Excerpts from a location annotation dataset

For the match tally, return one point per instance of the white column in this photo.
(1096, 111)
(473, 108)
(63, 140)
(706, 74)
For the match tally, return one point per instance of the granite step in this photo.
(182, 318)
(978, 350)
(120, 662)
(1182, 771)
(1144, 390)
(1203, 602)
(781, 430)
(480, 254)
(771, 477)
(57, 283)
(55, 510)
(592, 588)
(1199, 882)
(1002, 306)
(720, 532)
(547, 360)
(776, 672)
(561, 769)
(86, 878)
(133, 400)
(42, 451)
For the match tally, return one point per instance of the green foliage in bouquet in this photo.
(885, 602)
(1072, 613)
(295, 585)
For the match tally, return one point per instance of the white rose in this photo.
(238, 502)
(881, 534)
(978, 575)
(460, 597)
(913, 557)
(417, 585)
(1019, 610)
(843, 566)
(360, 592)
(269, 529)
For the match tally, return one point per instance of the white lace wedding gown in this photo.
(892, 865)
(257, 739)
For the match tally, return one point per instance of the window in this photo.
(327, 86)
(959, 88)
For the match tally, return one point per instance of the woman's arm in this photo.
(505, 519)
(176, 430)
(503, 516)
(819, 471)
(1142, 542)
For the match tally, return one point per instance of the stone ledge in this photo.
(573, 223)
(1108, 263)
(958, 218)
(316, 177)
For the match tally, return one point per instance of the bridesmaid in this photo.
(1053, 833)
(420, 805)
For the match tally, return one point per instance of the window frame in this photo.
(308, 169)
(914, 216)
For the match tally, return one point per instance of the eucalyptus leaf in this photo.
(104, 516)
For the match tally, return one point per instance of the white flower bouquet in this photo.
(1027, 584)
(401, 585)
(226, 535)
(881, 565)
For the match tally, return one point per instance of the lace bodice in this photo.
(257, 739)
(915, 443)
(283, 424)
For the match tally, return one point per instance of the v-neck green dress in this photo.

- **Task brief**
Reproduce each line above word for word, in the same order, without changing anything.

- **Full solution**
For the match tally, return one point per instance of the white column in this photo.
(1096, 111)
(473, 108)
(63, 140)
(706, 74)
For the match tally, return one point per instance of the granite step in this photo.
(182, 318)
(978, 350)
(120, 662)
(1182, 771)
(1144, 390)
(1203, 602)
(781, 430)
(480, 254)
(771, 477)
(57, 283)
(55, 510)
(592, 588)
(1199, 882)
(1002, 306)
(720, 532)
(547, 360)
(776, 672)
(561, 769)
(86, 878)
(133, 400)
(42, 451)
For the match tally, return one point per instance of the green foliage in bouquet in this photo.
(885, 602)
(1072, 613)
(295, 585)
For the match tally, return one point per instance of the white rose in this photo.
(238, 502)
(881, 534)
(978, 575)
(460, 597)
(913, 557)
(417, 585)
(1019, 610)
(843, 566)
(360, 592)
(269, 529)
For the match tally, return one point per instance of the white lace wedding gown in this photo.
(892, 865)
(257, 739)
For the match tally, return one point per instance of the window in this photo.
(327, 86)
(959, 88)
For the match tally, return one point per instance of the woman's arm in this photo.
(505, 519)
(176, 430)
(503, 516)
(819, 471)
(1142, 542)
For the match tally, return one point per instance of the stone ledge in this photo.
(573, 223)
(1108, 263)
(958, 218)
(316, 177)
For the match tally, return one point per instance of the bridesmaid in this photo.
(1053, 833)
(420, 805)
For the match tally, return one point per instance of the window frame in this photo.
(308, 169)
(914, 216)
For the match tally, return one point per instance of the eucalyptus leaf in this photo.
(104, 516)
For the match tally, return one point per instance of the white flower bouquet in this photo.
(1027, 584)
(401, 585)
(226, 535)
(881, 565)
For the match tally, return one point per instance of the lace bodice in this photo.
(257, 739)
(915, 443)
(283, 424)
For the match tally, return one point per instance of the v-neck green dress in this photo.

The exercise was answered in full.